* Exercise requirements
1. Using the passage on AI simulation of children's language acquisition, say whether each statement below agrees with it, giving yes or no and quoting the deciding words. (a) McCoy holds a position as an assistant professor of linguistics. (b) The researchers drew on several types of input, not text alone, to train the models. (c) McCoy judged the technology to be of little value to his field.
2. Write the next part of the passage on AI simulation of children's language acquisition, continuing after its final quoted sentence.

Selected excerpt section start

Tom McCoy, an assistant professor of linguistics, used AI to simulate language acquisition in children to better understand how children learn language rules and structures. The AI provided a way to study a process that is difficult to observe directly, and the ability to modify AI training data and algorithms allowed for controlled experiments that would be impractical or unethical with human subjects.
The AI models sometimes failed to capture the nuances of human language learning, leading to less accurate simulations. And the reliance on textual data limited the researchers’ ability to fully replicate the multiple types of input involved when humans acquire language. But McCoy said the technology held tremendous potential for his field.
“This shows how recent advances in AI are enabling us to get at some of these really classic puzzles about how humans are able to learn language in all of its richness,” he said.

Selected excerpt section end
Dataset extract section start

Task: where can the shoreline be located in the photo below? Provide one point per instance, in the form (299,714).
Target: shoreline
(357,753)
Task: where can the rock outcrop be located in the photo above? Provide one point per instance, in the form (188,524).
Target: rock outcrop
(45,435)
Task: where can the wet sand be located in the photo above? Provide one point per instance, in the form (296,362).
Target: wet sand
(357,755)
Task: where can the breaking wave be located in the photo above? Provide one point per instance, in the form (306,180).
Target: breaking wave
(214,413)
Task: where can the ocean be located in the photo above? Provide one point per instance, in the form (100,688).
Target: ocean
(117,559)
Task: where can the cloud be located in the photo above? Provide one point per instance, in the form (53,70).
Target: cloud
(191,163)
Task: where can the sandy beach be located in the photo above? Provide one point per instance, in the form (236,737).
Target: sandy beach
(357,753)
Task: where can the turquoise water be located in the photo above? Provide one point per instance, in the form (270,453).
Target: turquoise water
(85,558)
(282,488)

Dataset extract section end
Dataset extract section start

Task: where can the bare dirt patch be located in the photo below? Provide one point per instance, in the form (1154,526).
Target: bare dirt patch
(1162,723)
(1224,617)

Dataset extract section end

* Per-task answers
1.
(a) Yes: "Tom McCoy, an assistant professor of linguistics"
(b) No: "the reliance on textual data limited the researchers’ ability to fully replicate the multiple types of input involved when humans acquire language"
(c) No: "McCoy said the technology held tremendous potential for his field"

2.
Balázs Kovács, an ISPS faculty fellow and professor of organizational behavior, used AI to measure if the way concepts are stored by ChatGPT are similar to how humans store concepts. He and his co-authors studied how well text documents match specific concepts, like book genres or tweets typical of one political party. They found that ChatGPT can achieve high results without the extensive data training required by previous methods, indicating the technology’s potential for advanced text analysis in social science.
In addition, Kovács and his colleagues demonstrated that humans could not distinguish between online restaurant reviews produced either by humans or ChatGPT. In fact, AI detectors could not correctly identify human-written reviews from AI.
“There’s a lot of implications for these online reviews,” Kovacs said, suggesting trust will decline, manipulation could increase, and regulatory measures and shifts in marketing strategies might be needed. “Review websites need to figure out what to do with this, because they’re going to be in big trouble. If people can’t believe what they read, they’re not going to read them, and they are going to go out of business.”
DISSC Director Ron Borzekowski considered the event “the beginning of an ongoing conversation on this important topic.”
“At the Data-Intensive Social Science Center, we’re thinking about AI as a tool, as an input,” he said. “Of course, there are other issues about societal impacts and what this will do to the world at large, but for now our focus is what this will do to our own profession of producing research.”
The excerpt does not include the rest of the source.